_The exercise_
Repeat word for word everything from the line containing "Target: vaulted passage entrance" to the end of the listing, first and last lines included, and only that.

_Location labeling records_
________________________________________

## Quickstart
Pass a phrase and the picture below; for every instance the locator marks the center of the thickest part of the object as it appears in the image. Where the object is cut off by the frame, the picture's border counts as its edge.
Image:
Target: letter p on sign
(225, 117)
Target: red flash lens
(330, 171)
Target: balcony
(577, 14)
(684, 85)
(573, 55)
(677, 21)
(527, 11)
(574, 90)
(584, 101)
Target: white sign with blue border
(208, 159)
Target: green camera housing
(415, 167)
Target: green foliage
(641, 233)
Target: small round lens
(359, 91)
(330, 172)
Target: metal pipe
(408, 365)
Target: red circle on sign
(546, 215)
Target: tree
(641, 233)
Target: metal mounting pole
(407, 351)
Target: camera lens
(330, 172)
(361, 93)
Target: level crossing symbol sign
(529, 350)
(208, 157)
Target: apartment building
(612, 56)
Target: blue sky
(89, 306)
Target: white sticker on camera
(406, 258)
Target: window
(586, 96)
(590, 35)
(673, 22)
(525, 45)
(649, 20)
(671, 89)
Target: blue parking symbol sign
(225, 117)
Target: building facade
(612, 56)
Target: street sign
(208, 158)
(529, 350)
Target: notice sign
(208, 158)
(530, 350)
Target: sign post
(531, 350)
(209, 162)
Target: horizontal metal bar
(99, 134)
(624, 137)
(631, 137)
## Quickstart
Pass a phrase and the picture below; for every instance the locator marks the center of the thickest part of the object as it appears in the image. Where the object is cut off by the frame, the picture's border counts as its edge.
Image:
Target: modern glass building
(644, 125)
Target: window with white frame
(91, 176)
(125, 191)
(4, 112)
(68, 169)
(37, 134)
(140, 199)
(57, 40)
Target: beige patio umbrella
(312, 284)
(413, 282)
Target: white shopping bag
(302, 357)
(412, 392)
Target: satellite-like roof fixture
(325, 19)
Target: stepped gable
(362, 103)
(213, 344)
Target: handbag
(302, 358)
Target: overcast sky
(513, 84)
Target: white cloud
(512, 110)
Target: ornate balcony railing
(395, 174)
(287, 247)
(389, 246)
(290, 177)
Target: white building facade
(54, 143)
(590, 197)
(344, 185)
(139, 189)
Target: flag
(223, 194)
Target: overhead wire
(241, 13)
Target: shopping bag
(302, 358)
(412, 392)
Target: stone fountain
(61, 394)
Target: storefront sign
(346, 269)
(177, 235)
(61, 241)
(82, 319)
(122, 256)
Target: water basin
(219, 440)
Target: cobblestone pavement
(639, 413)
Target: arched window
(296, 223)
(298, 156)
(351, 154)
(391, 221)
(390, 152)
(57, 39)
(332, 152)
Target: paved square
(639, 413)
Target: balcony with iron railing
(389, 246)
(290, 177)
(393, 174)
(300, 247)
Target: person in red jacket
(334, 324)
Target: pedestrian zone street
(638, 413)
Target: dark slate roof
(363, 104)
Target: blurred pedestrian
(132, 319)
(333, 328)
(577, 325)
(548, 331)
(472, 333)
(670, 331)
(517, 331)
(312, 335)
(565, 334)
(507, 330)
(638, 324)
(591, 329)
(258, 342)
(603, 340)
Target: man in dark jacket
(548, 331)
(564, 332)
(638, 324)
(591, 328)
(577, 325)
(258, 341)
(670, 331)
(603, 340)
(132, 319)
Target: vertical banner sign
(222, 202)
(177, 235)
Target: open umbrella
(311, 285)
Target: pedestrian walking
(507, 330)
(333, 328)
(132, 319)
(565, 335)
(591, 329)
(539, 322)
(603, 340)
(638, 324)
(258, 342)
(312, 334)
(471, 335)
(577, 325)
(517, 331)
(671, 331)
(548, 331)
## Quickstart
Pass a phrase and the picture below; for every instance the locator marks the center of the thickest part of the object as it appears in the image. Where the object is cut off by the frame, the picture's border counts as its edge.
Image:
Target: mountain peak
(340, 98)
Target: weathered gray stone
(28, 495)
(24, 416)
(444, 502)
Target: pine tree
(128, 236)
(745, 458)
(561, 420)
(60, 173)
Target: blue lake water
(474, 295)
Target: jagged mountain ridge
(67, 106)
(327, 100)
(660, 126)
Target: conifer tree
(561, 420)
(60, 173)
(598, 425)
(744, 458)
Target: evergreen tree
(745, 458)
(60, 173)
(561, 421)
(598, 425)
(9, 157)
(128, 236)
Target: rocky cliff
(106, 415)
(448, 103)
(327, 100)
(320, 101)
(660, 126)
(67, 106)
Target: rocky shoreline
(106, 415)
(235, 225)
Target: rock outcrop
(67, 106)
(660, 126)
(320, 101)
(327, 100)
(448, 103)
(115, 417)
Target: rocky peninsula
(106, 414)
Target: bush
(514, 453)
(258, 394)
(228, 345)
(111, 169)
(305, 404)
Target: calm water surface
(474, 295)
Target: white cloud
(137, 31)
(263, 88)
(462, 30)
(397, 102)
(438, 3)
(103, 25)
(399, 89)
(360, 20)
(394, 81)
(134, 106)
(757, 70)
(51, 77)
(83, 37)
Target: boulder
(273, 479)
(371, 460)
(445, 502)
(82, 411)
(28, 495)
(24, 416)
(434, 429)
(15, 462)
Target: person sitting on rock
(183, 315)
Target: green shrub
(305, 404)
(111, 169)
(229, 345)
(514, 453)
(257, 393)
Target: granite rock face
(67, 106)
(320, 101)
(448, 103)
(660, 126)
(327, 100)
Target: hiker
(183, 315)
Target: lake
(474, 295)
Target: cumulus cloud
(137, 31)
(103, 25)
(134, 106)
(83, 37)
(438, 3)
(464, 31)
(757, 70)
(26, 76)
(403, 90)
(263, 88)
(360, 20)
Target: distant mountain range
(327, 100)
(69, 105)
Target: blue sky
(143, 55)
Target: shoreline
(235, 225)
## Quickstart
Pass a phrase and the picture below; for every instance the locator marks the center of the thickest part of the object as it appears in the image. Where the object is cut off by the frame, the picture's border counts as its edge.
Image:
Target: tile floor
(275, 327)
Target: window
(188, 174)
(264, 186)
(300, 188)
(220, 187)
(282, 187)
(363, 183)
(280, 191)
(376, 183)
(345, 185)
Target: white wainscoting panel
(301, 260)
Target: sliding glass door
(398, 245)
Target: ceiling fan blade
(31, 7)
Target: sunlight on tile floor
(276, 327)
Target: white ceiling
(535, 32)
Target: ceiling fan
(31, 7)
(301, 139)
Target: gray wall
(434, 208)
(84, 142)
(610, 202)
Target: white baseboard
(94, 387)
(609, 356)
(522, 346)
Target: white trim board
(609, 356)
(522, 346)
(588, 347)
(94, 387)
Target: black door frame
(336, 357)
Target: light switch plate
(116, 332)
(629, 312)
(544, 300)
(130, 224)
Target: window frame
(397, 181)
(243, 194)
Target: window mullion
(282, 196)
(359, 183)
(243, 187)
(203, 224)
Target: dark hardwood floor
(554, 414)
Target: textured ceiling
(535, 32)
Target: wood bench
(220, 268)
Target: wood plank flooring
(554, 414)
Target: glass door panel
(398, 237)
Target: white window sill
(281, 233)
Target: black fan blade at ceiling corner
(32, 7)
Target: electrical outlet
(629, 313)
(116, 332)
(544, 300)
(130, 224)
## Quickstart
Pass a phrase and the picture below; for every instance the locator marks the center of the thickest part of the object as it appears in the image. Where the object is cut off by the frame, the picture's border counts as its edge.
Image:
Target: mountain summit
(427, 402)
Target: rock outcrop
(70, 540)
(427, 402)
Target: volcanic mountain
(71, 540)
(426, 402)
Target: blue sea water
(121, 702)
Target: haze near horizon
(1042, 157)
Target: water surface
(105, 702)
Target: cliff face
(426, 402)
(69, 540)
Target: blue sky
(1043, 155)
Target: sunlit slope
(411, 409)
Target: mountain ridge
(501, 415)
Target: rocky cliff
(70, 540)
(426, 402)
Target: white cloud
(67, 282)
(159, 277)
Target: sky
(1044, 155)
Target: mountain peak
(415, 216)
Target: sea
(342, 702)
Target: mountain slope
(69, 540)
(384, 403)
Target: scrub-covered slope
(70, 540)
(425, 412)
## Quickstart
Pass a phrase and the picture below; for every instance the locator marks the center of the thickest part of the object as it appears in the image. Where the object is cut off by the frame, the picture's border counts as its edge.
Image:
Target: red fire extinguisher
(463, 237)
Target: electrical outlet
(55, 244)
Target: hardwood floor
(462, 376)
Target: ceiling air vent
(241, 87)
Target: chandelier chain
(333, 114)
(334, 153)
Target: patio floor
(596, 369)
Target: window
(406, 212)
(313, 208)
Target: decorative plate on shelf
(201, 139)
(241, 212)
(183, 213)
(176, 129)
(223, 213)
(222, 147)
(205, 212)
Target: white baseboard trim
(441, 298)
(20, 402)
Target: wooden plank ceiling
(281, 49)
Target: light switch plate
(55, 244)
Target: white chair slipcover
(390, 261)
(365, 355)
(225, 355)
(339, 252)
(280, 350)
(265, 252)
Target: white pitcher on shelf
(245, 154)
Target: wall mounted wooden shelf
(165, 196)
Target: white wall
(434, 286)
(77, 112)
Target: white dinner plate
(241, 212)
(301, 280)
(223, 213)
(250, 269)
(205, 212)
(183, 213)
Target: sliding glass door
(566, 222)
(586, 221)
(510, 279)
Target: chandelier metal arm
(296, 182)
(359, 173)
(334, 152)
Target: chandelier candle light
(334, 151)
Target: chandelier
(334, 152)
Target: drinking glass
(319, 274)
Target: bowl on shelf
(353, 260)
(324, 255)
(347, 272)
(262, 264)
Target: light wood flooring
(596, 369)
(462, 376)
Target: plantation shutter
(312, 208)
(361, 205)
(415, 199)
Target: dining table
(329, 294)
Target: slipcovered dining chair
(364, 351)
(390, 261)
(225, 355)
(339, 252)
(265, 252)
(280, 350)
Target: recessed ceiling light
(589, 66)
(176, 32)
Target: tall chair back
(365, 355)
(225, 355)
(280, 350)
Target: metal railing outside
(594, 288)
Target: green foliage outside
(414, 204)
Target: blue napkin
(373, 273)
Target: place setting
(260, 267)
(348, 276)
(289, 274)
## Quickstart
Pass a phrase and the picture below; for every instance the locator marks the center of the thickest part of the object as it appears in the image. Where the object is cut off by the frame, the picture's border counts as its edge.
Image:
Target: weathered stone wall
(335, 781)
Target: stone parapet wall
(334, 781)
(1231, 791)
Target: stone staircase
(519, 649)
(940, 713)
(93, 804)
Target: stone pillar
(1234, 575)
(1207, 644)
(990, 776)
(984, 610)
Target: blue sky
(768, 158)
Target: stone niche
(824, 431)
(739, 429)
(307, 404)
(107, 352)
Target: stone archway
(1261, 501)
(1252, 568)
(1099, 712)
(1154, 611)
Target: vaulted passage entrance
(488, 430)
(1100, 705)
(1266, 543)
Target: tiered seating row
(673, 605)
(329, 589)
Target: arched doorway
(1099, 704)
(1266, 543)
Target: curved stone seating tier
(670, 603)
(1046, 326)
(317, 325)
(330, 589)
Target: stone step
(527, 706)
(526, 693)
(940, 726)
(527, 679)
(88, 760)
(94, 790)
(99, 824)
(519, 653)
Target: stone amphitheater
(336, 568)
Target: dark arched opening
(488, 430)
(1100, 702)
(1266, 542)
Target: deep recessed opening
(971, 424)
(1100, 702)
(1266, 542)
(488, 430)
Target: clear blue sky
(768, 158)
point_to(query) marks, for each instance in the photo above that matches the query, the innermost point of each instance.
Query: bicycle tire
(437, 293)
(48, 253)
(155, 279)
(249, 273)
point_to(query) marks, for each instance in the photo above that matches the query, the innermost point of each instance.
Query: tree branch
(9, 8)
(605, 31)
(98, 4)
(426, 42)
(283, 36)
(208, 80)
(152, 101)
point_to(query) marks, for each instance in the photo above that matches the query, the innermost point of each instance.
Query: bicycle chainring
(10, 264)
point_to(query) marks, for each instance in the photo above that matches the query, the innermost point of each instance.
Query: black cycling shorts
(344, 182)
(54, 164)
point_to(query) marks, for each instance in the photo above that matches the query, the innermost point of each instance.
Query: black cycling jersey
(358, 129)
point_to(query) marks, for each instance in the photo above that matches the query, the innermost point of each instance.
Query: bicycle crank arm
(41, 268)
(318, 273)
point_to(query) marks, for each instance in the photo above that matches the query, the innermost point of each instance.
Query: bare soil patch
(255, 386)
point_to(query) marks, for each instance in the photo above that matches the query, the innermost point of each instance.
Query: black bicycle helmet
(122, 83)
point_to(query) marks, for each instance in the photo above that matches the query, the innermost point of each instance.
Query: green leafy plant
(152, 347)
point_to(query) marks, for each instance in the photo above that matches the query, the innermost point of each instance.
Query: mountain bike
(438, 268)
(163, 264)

________________________________________

_Answer to this problem_
Target: vaulted passage entrance
(488, 430)
(1100, 705)
(1266, 543)
Target: tiered seating row
(673, 605)
(329, 589)
Target: arched doorway
(1099, 704)
(1266, 543)
Target: curved stone seating tier
(670, 603)
(1046, 326)
(317, 325)
(330, 589)
Target: stone step
(527, 706)
(526, 693)
(940, 726)
(527, 679)
(88, 760)
(94, 790)
(99, 824)
(519, 653)
Target: stone amphitheater
(336, 568)
Target: dark arched opening
(488, 430)
(1100, 702)
(1266, 542)
Target: deep recessed opening
(971, 424)
(1100, 702)
(1266, 542)
(488, 430)
Target: clear blue sky
(768, 158)
point_to(query) marks, for each instance in the photo above that matches the query, the innermost point of each instance.
Query: bicycle tire
(437, 293)
(48, 253)
(155, 279)
(249, 273)
point_to(query) marks, for each instance in the photo above that matches the query, the innermost point of each instance.
Query: tree branch
(9, 8)
(605, 31)
(98, 4)
(426, 42)
(283, 36)
(208, 80)
(152, 101)
point_to(query) marks, for each instance in the photo above that matches the query, the innermost point of each instance.
Query: bicycle chainring
(10, 264)
point_to(query) marks, for each instance in the photo above that matches the query, the innermost point of each instance.
Query: black cycling shorts
(344, 182)
(54, 164)
point_to(query) marks, for each instance in the photo above that matches the query, the innermost point of each instance.
Query: black cycling jersey
(358, 129)
point_to(query) marks, for each instance in the photo above that matches the query, the innermost point of each instance.
Query: bicycle crank arm
(41, 268)
(318, 273)
point_to(query) marks, for each instance in the photo above that matches the query, the innermost point of each instance.
Query: bare soil patch
(255, 386)
point_to(query) marks, for each instance in the photo above that matches the query, the innermost point of each instance.
Query: black bicycle helmet
(122, 83)
point_to(query) marks, for each instance in the photo above that matches the query, the innermost point of each instance.
Query: green leafy plant
(152, 347)
point_to(query) marks, for each instance in the photo above that matches the query, the innermost point of each instance.
Query: mountain bike
(438, 268)
(163, 264)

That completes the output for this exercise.